> _Source information_
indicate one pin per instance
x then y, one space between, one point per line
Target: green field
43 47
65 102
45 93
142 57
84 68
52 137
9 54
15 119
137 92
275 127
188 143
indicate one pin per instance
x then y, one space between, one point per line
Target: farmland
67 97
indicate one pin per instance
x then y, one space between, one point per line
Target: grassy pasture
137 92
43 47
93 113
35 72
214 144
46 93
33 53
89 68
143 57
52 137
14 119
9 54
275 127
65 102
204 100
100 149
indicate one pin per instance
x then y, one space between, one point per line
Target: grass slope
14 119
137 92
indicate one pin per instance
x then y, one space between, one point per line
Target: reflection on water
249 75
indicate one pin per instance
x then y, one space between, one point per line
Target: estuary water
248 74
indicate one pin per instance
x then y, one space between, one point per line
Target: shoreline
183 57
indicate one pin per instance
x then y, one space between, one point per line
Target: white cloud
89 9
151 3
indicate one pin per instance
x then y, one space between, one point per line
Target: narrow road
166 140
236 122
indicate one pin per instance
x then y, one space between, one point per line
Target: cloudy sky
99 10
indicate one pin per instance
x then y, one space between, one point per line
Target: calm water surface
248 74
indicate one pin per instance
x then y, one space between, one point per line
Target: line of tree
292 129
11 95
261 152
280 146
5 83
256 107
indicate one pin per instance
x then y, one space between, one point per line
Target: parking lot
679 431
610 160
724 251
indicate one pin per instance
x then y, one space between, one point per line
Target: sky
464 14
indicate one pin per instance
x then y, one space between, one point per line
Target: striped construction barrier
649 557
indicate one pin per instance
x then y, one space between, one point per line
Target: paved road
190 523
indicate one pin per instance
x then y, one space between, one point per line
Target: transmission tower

> _Task to carry out_
Would you please write out the entire listing exactly?

> _Exercise result_
indicate one pin per instance
x then y, one space between, one point per line
Target: green field
43 47
65 102
45 93
142 57
84 68
52 137
9 54
15 119
137 92
275 127
188 143
indicate one pin per instance
x then y, one space between, one point per line
Target: farmland
67 97
indicate one pin per instance
x then y, one space between, one point per line
Target: grassy pasture
137 92
43 47
93 113
35 72
214 144
46 93
33 53
89 68
143 57
52 137
14 119
9 54
275 127
65 102
204 100
100 149
indicate one pin per instance
x then y, one space between, one point per line
Target: grass slope
14 119
137 92
indicate one pin per instance
x then y, one space between, one point per line
Target: reflection on water
249 75
indicate one pin per instance
x then y, one space between, one point per line
Target: estuary water
248 74
indicate one pin per instance
x then y, one space between, one point per line
Target: shoreline
183 57
indicate one pin per instance
x then y, one space between, one point per line
Target: white cloud
89 9
151 3
indicate one pin per instance
x then y, one space between, one point per line
Target: narrow road
166 140
236 122
indicate one pin per instance
x then y, one space between, one point per line
Target: cloudy sky
99 10
indicate one pin per instance
x then y, one space between, one point per line
Target: calm water surface
248 74
indicate one pin per instance
x then y, one space between, one point per line
Target: line of tree
292 129
11 95
261 152
280 146
5 83
256 107
indicate one pin per instance
x then y, one space between, one point per line
Target: parking lot
679 431
610 160
724 251
indicate one pin per instance
x then y, one space between, one point per line
Target: sky
464 14
indicate one pin per instance
x then y, one space between, one point per line
Target: striped construction barrier
649 557
indicate one pin per instance
x then y, one space between, one point per line
Target: paved road
190 523
indicate one pin per instance
x then y, one space between, one point per line
Target: transmission tower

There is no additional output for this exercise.